*GOALS*:
1: Copy the section of the $tripped Project text starting at "Studios raise prices" and ending at "pathways beyond survival.".
2: In the $tripped Project text, what is being built to support long-term pathways beyond survival?

*DOCUMENT PASSAGE*:
+++

The $tripped Project is a sex worker–led education platform built for truth, access, and cultural accountability.

If you’re landing here from a referral and wondering why this even exists, here’s the honest answer.

A lot of what you now see in pole studios, online sensual movement classes, “soft life” aesthetics, and femme empowerment spaces was shaped inside sex work environments first. The pacing. The audience psychology. The floorwork. The outfit language. The concept of commanding attention through presence. Much of it was refined in clubs, in private rooms, in survival-based economies where reading energy was not optional.

And yet, as pole and sensual movement became mainstream and profitable, sex workers were gradually distanced from the culture they helped build.

That distancing shows up in quiet but consistent ways.

Movements get renamed and taught without lineage.
Club-rooted techniques become “studio safe” rebrands.
Civilians build careers and sponsorships off stripper aesthetics.
Sex workers posting the same energy get shadowbanned or removed.
Studios raise prices in ways many working sex workers cannot afford.
The culture becomes celebrated. The origin becomes uncomfortable.

This is what we mean by erased and pushed out.

Not theatrically. But, structurally.

The result is a landscape where people benefit from sex worker innovation while sex workers themselves remain stigmatized, censored, and economically unstable inside the very culture they influenced.

The $tripped Project was built to interrupt that pattern.

We host workshops taught by sex workers across the globe. We publish tools that document lineage and unpack systems. We create structured learning spaces that are affirming and grounded. We are building Stripped Academy to support long-term pathways beyond survival.

+++

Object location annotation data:
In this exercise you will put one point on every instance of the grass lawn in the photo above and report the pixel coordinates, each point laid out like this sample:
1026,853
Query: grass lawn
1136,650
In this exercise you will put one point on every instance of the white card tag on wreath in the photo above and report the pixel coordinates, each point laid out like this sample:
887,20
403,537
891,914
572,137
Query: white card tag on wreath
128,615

+++

*WRITTEN ANSWERS*:
1:
Studios raise prices in ways many working sex workers cannot afford.
The culture becomes celebrated. The origin becomes uncomfortable.

This is what we mean by erased and pushed out.

Not theatrically. But, structurally.

The result is a landscape where people benefit from sex worker innovation while sex workers themselves remain stigmatized, censored, and economically unstable inside the very culture they influenced.

The $tripped Project was built to interrupt that pattern.

We host workshops taught by sex workers across the globe. We publish tools that document lineage and unpack systems. We create structured learning spaces that are affirming and grounded. We are building Stripped Academy to support long-term pathways beyond survival.

2: Stripped Academy